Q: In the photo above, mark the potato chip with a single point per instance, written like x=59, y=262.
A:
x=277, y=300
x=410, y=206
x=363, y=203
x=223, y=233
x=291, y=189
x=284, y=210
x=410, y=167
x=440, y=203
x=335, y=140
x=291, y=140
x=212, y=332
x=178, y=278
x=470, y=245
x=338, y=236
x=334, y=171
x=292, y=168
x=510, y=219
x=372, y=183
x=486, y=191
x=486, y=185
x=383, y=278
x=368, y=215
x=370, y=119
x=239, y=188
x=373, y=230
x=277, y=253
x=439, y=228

CHALLENGE
Copy the whole listing above line for line, without changing a single character.

WRITTEN RESPONSE
Q: In the photo above, mark the potato chip with a single point per instance, written like x=59, y=262.
A:
x=277, y=300
x=410, y=206
x=363, y=203
x=223, y=233
x=291, y=189
x=284, y=210
x=410, y=167
x=440, y=203
x=335, y=140
x=291, y=140
x=212, y=332
x=178, y=278
x=470, y=245
x=338, y=236
x=334, y=171
x=292, y=168
x=510, y=219
x=372, y=183
x=486, y=191
x=486, y=185
x=383, y=278
x=368, y=215
x=370, y=119
x=239, y=188
x=373, y=230
x=277, y=253
x=439, y=228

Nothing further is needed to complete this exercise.